Requirement
Present exactly, and only, the lines running from the line that contains "Box each window" through the end of the entries below.

The data
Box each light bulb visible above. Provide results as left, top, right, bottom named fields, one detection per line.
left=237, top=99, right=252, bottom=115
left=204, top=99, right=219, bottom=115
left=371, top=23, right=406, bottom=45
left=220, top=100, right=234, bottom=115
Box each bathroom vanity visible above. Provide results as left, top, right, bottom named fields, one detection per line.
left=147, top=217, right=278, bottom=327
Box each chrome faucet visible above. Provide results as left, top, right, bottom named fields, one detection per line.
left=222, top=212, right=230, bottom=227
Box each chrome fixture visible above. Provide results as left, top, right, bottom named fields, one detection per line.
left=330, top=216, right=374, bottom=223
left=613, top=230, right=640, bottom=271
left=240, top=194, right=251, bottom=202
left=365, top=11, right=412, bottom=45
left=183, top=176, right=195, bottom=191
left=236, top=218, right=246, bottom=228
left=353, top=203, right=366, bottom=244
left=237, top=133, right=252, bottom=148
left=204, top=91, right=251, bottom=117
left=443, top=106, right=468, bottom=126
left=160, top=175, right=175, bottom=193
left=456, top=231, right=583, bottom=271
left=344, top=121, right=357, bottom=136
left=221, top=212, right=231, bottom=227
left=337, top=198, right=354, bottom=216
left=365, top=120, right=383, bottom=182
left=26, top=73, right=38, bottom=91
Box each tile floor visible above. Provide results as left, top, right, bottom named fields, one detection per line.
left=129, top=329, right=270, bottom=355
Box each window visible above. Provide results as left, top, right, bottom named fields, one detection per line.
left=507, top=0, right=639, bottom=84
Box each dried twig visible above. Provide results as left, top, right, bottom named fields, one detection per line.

Exercise output
Box each window visible above. Provide results as left, top, right, bottom named fields, one detection per line.
left=507, top=0, right=639, bottom=84
Box each dried twig visible above. Provide results as left, top, right, bottom named fields, one detection per line.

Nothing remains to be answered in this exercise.